Data listing:
- - - -
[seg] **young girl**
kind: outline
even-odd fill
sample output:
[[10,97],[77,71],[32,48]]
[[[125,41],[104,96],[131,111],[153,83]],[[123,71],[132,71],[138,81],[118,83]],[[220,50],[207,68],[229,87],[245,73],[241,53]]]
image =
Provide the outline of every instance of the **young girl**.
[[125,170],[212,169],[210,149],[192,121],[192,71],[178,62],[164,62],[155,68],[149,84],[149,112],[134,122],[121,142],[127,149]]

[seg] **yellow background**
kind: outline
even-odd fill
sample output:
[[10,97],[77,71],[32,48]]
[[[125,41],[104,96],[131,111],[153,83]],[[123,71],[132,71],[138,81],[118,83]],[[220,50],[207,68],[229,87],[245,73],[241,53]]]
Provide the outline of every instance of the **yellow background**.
- - - -
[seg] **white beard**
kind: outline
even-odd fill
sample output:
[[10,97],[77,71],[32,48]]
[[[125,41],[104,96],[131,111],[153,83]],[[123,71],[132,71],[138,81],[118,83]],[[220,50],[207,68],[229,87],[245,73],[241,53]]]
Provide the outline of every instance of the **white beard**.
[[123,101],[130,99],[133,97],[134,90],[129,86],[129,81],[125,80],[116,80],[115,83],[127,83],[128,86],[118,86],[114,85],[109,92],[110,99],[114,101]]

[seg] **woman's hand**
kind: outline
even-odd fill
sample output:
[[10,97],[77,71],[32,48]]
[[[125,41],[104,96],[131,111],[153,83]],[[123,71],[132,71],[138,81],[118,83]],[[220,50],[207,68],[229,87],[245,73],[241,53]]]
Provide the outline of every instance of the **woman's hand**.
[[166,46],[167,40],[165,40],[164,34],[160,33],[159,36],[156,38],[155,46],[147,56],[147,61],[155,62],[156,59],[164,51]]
- - - -
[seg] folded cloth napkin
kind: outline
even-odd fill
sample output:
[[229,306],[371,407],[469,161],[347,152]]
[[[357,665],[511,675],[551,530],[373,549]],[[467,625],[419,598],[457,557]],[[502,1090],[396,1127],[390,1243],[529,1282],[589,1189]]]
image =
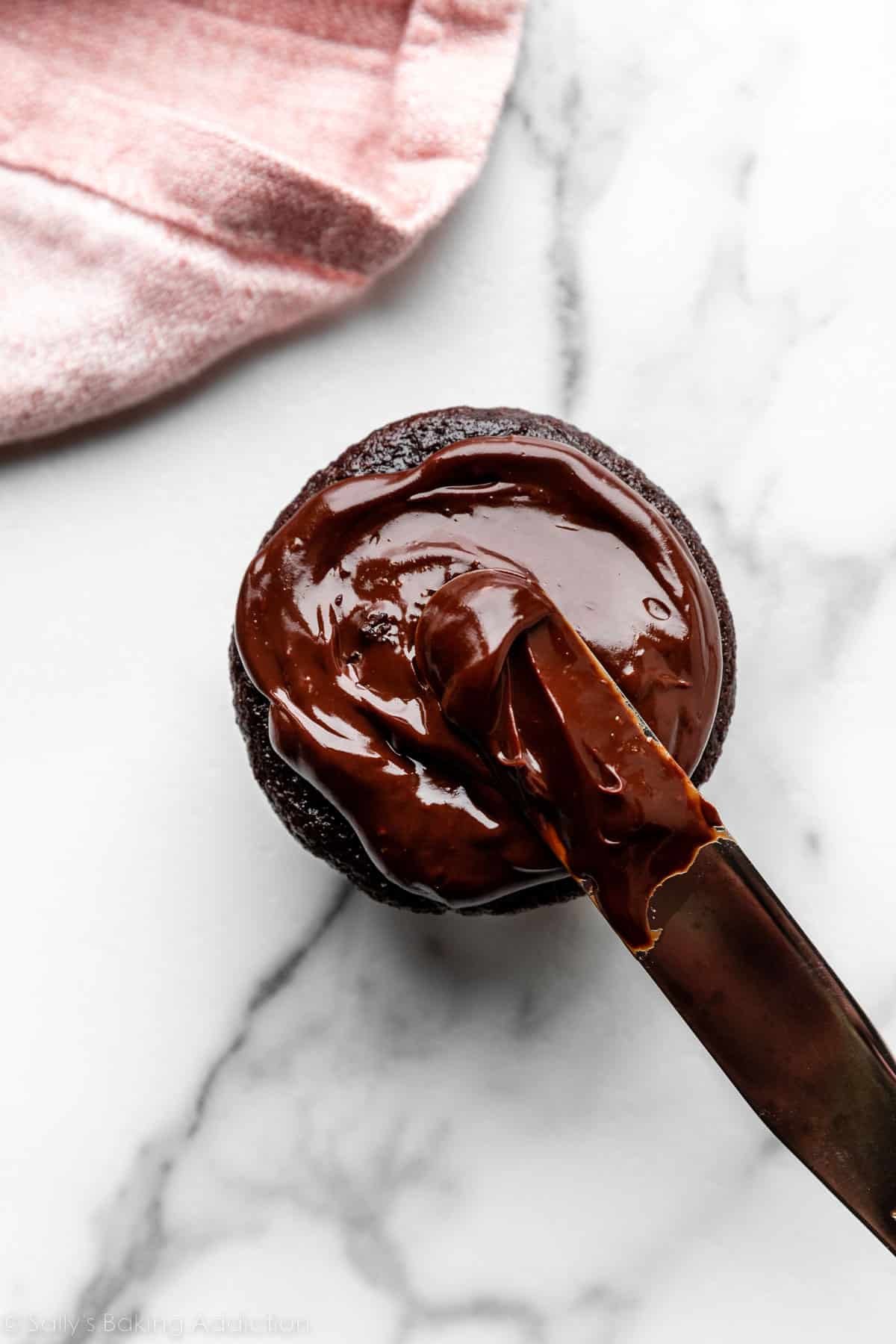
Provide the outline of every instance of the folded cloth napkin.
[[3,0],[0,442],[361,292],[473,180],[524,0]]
- - - -
Rewrite as a numbered list the lines in the entries above, from the line containing "[seg] **yellow background**" up to and including the line containing "Provide the outline of every instance of the **yellow", leaving out any blank lines.

1. [seg] **yellow background**
2. kind: outline
3. even-odd fill
4. sample output:
5. [[10,97],[77,71],[32,48]]
6. [[[125,41],[104,96],[131,111],[153,83]],[[123,71],[132,71],[138,81],[118,83]],[[220,50],[207,68],[229,87],[245,73],[241,53]]]
7. Provide the outline of every instance of the **yellow background**.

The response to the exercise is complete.